● Data section:
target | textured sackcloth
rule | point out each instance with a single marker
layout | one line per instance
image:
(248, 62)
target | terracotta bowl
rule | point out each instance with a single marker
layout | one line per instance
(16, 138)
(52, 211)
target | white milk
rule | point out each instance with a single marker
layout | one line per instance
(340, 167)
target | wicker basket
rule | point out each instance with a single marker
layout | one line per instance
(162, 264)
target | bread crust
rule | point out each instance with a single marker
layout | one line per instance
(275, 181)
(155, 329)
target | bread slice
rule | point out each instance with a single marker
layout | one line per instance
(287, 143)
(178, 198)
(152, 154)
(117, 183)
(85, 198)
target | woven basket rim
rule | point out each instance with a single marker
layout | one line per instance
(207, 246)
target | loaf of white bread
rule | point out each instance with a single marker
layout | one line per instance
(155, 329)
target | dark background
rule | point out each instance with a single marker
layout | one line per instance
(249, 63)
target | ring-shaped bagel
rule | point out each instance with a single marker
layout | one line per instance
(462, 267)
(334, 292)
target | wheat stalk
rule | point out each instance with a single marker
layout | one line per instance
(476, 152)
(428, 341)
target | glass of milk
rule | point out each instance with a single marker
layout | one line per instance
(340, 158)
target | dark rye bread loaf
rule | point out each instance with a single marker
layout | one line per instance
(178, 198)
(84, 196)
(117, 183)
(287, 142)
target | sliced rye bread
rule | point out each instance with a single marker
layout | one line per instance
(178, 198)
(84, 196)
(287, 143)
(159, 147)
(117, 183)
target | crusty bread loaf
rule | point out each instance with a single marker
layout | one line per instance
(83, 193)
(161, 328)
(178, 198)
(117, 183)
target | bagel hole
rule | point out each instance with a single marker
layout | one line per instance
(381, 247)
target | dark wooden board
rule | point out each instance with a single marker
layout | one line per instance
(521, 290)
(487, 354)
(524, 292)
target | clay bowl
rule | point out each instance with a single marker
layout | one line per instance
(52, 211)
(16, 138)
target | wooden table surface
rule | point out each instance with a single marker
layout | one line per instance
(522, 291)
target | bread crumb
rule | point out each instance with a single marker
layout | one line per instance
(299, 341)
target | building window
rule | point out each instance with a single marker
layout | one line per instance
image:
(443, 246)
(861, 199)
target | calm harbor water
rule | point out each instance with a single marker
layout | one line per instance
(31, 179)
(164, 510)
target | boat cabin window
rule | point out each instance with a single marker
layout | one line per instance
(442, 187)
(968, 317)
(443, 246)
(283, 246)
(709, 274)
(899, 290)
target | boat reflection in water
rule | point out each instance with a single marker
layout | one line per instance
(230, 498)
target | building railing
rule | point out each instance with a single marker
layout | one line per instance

● Brief:
Please return only the lines from the one with "target | building window" through the end of the listing, each exactly as written, first and last included.

● Final answer:
target | building window
rule | point out each instance with a single marker
layout | one line per instance
image:
(443, 246)
(861, 199)
target | calm harbor water
rule | point out each instance with a single marker
layout | one line per instance
(31, 179)
(164, 510)
target | boat cabin window
rule | point out each instance with a single marker
layout | one line per instance
(442, 187)
(968, 317)
(443, 246)
(283, 246)
(709, 274)
(899, 290)
target | boat reflection in water
rule | point out each instance with a single marker
layout | one line per instance
(230, 498)
target | building railing
rule | point out each instance with a single marker
layout | one line per instance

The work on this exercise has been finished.